Please copy everything from the line containing "Detect all instances of white high-rise" down to the line containing "[0,0,654,101]", both included, shifting every bounding-box coordinate by -112 and leaving the text lines as they are.

====== RECORDED DATA ======

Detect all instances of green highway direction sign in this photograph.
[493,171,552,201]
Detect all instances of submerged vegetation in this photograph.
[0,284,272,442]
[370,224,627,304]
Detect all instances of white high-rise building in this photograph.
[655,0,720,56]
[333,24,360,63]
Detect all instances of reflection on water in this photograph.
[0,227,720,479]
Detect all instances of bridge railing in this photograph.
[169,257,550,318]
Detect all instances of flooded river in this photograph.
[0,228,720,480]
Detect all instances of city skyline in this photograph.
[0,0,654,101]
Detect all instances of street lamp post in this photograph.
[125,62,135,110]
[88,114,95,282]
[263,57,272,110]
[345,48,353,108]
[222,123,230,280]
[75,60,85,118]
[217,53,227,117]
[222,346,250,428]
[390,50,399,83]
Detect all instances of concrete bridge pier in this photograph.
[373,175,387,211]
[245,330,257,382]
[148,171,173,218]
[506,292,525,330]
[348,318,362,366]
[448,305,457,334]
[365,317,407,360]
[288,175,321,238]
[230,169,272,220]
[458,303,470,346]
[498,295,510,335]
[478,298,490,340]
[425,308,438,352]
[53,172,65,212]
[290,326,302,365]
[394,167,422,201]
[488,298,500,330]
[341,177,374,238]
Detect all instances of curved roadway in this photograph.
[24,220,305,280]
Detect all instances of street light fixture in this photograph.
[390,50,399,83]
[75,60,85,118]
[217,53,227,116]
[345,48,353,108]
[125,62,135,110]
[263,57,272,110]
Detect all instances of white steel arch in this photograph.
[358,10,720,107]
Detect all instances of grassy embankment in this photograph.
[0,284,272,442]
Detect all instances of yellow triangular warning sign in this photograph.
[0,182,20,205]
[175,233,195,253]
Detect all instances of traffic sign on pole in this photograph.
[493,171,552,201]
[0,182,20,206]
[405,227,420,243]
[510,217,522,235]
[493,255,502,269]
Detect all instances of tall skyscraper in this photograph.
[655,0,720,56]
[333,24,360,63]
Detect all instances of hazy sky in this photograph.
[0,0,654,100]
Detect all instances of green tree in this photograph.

======

> **COMPLETED TASK**
Detect all instances of white high-rise building in this photograph.
[543,-112,608,-56]
[221,-88,248,-49]
Detect all instances of reflection on water in this photograph.
[-112,115,608,367]
Detect all instances of bridge railing in this photograph.
[57,145,438,206]
Detect all instances of flooded river in this photograph.
[-112,116,608,368]
Detect all instances of city skyline in this photograph.
[-112,-112,542,-11]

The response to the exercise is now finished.